# Source extract
★ ★ ★ ★ ★

What could the stimulus be? I wondered. I soon found (by placing normal animals in containers of different colors) that the animal was responding to its immediate background (to what was reflected from a distance of about 10 body lengths). How did the animal know the container it was in was a black pan, a brown oleo cup or a clear crystal bowl? If it's simply a matter of the intensity of light coming from the side, what if I put an animal into a clear bowl and set the bowl at the center of a circular fluorescent tube, which I did. No change! No matter how high I jacked up (or down) the intensity of light from the side, the animal retained the tan coloration it usually exhibited in a clear bowl. I even tried illumination simultaneously from the side and from above. These same animals that did not change their coloration during lateral illumination blanched within a few minutes after transfer to white cups; when they went into a black photographic dark pan, they darkened.
Let's apply a little hologramic theory to the problem, I thought. Picture a normal animal in a white plastic cup. It's receiving light from above and reflections from the sides. The reflected and incident light are from the same source, but different directions. Although the two sets of waves don't have enough coherency to generate an interference pattern they, nevertheless, have some consistent phase relationships. The phase differential, I reasoned, informs the animal about the optical properties of the immediate background. The stimulus for camouflage reaction, I reasoned, was like the object and reference beams in a hologram. That's why such low levels (moonlight) of illumination worked in white cups.
What about Cyclops, then, I wondered. With his eye aimed at the sky, he'd receive little if any reflection from the sides and thus couldn't register the posited phase differences. His vision wouldn't let him perceive his photic environment.
Over the years, and for the sake of reproducibility, I'd perfected techniques for transplanting the eye in Cyclops so that it's visual axis was vertically aligned.[12] Suppose instead, I tilted the eye obliquely off the vertical axis? If I'm right, the Cyclops of the Second Kind ought to blanch in white cups about like One-Eye.

★ ★ ★ ★ ★

# Supplied information
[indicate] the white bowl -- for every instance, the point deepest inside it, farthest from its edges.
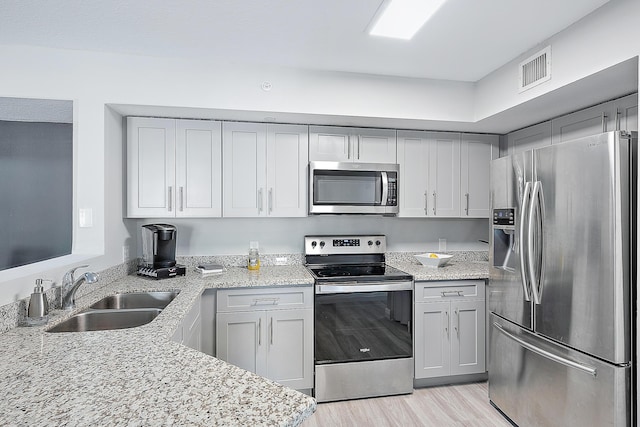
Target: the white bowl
(434, 260)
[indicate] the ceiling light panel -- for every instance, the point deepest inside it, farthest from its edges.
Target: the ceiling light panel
(401, 19)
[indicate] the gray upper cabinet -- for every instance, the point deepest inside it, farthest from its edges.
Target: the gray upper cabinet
(429, 174)
(590, 121)
(173, 168)
(535, 136)
(476, 153)
(618, 114)
(445, 174)
(344, 144)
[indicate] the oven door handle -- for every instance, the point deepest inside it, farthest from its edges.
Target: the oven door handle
(353, 287)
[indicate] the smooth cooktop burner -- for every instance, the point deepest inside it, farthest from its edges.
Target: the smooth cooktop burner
(359, 272)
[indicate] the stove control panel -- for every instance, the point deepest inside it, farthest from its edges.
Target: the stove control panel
(335, 245)
(346, 242)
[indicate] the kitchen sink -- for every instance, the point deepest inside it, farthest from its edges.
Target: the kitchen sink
(119, 311)
(100, 320)
(136, 300)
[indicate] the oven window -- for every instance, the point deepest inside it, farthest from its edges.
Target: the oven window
(363, 326)
(347, 188)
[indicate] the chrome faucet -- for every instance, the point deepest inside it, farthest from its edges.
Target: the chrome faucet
(70, 285)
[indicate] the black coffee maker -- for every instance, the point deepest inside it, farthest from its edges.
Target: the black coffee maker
(159, 252)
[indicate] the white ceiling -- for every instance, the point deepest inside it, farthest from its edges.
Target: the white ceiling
(464, 41)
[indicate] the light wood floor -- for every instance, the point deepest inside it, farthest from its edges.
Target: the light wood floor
(454, 405)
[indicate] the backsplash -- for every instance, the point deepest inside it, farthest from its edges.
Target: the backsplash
(14, 314)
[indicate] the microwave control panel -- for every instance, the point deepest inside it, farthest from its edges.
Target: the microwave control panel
(504, 216)
(392, 195)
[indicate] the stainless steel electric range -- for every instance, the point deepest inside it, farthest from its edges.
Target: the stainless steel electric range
(363, 312)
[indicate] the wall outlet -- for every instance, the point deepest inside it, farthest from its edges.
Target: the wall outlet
(85, 218)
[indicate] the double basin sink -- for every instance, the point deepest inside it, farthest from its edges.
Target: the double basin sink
(119, 311)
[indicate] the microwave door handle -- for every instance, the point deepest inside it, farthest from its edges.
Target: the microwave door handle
(385, 188)
(521, 238)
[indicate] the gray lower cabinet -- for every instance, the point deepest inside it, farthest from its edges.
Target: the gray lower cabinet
(449, 327)
(189, 332)
(268, 332)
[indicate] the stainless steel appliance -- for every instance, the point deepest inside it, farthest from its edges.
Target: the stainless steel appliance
(353, 188)
(363, 308)
(159, 252)
(562, 283)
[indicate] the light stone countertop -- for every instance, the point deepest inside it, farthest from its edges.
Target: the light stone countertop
(453, 270)
(141, 377)
(138, 376)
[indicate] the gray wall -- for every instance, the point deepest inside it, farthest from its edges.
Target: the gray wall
(36, 187)
(231, 236)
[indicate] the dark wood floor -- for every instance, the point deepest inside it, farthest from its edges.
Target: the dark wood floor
(458, 405)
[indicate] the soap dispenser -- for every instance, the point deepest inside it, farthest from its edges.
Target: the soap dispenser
(254, 257)
(38, 311)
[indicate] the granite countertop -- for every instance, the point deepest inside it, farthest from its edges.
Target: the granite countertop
(458, 268)
(139, 376)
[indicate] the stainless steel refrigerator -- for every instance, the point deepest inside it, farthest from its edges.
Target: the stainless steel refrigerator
(562, 283)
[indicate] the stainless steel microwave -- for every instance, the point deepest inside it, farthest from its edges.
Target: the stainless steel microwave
(353, 188)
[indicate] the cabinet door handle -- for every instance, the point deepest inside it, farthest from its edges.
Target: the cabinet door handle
(446, 325)
(259, 332)
(271, 330)
(435, 198)
(426, 204)
(457, 323)
(265, 301)
(452, 293)
(467, 208)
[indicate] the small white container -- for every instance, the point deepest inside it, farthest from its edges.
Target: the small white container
(434, 260)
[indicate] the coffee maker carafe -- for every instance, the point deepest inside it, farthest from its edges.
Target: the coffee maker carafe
(159, 251)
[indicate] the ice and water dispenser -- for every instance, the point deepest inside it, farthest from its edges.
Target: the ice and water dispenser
(504, 239)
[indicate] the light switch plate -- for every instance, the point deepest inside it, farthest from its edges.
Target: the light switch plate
(85, 218)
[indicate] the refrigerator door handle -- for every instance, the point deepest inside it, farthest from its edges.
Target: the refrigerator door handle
(546, 354)
(521, 238)
(535, 242)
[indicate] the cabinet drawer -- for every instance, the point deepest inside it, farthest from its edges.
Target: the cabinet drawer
(264, 299)
(430, 291)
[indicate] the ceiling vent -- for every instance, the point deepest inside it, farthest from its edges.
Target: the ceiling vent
(535, 70)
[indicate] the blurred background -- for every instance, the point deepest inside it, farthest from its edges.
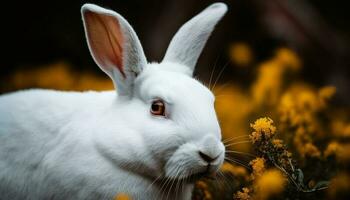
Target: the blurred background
(287, 60)
(43, 43)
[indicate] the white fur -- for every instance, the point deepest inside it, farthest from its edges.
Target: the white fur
(94, 145)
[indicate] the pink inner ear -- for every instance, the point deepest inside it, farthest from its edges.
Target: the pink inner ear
(106, 41)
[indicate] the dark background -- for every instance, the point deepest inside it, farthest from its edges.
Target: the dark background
(38, 33)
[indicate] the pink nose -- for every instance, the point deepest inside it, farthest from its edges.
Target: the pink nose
(206, 157)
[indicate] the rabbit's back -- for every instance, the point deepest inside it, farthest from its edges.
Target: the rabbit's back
(35, 144)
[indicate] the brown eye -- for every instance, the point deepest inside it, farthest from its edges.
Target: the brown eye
(158, 108)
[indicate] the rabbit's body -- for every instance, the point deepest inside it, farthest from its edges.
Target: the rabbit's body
(150, 140)
(43, 155)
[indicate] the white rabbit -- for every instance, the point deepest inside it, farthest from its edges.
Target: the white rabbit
(150, 140)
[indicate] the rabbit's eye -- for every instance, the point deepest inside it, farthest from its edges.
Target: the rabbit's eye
(158, 108)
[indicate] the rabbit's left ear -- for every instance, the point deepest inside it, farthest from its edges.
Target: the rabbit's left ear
(188, 42)
(114, 46)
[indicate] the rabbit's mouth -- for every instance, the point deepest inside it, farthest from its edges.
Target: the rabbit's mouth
(207, 174)
(197, 176)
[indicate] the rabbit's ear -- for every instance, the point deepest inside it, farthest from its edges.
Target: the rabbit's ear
(188, 42)
(114, 46)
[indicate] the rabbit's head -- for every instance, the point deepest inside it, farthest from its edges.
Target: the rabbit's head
(172, 128)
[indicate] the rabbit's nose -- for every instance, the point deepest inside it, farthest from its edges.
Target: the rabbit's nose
(206, 157)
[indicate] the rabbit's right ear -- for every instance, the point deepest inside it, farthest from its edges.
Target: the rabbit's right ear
(188, 42)
(114, 46)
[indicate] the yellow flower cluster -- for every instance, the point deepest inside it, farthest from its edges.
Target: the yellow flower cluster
(244, 195)
(263, 129)
(306, 123)
(202, 186)
(258, 166)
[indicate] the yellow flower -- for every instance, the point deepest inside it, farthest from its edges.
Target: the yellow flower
(258, 165)
(263, 129)
(277, 143)
(332, 149)
(267, 87)
(310, 150)
(341, 151)
(233, 107)
(271, 183)
(204, 188)
(244, 195)
(327, 92)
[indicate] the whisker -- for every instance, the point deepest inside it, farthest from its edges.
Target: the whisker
(234, 138)
(238, 162)
(235, 143)
(243, 153)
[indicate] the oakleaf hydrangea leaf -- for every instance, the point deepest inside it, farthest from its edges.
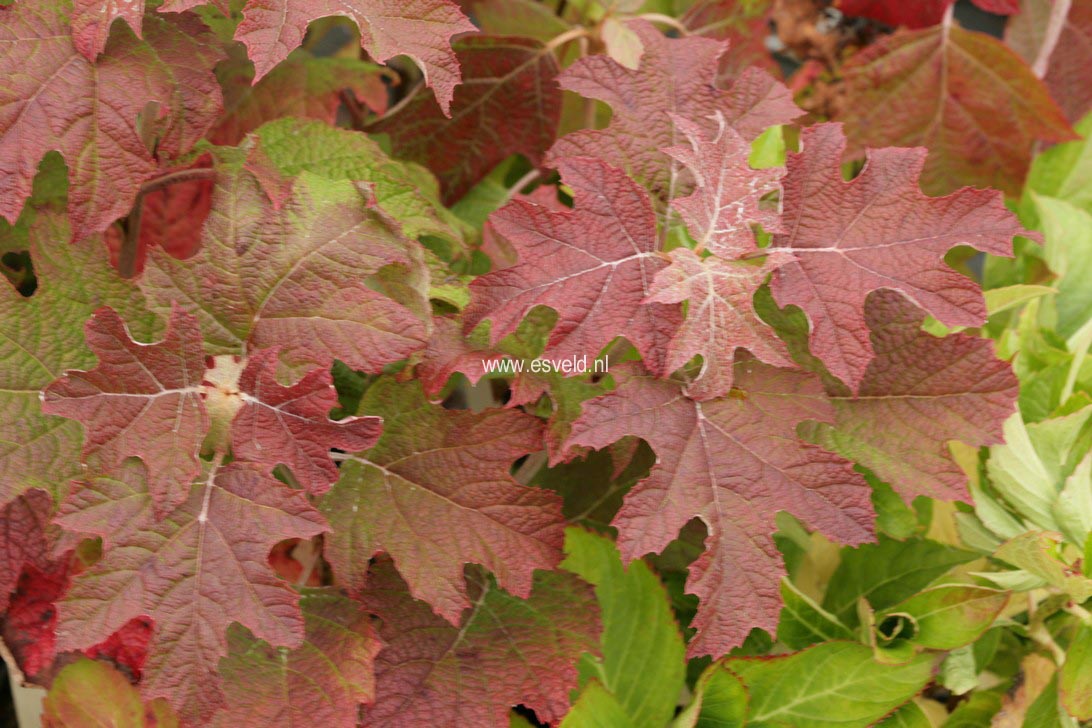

★ ★ ★ ★ ★

# Using the information
(1) Answer each question from the camouflage passage.
(a) From roughly how far away was the reflected background that the animal responded to?
(b) What coloration did the animals keep in a clear bowl, however strong the light from the side?
(c) Which way was Cyclops's eye aimed?
(2) Write the next part of the camouflage passage, picking up after its last sentence.

# Answers to the exercises
(1)
(a) About 10 body lengths.
(b) Tan.
(c) At the sky.

(2)
The hypothesis worked. About a third of these Cyclops II as I identified them
in a scientific article exhibited as intense a camouflage reaction as animals
with a single natural eye[13].
***
Does any of this relate to human intelligence? If the connections were obvious, I wouldn't have to pose the question. But take a look at a few active-negative events at work in people.
Take so-called "functional" amblyopia, a condition in which an optically normal eye can go blind because of double vision. An ophthalmologist name L. J. Girard and his colleagues demonstrated that certain types of lenses can have dramatic effects on persons suffering from what is called "suppression amblyopia." Here are some samples from his and his co-author's tables of data. One little girl had entered Girard's clinic with a 20/80 eye; after four week of wearing his lenses, her amblyopic eye was up to 20/20. A forty-seven year old man with 20/200 vision--legally blind in some states--had his amblyopic eye improved to 20/20. A teen aged boy with 20/400 improved to 20/50.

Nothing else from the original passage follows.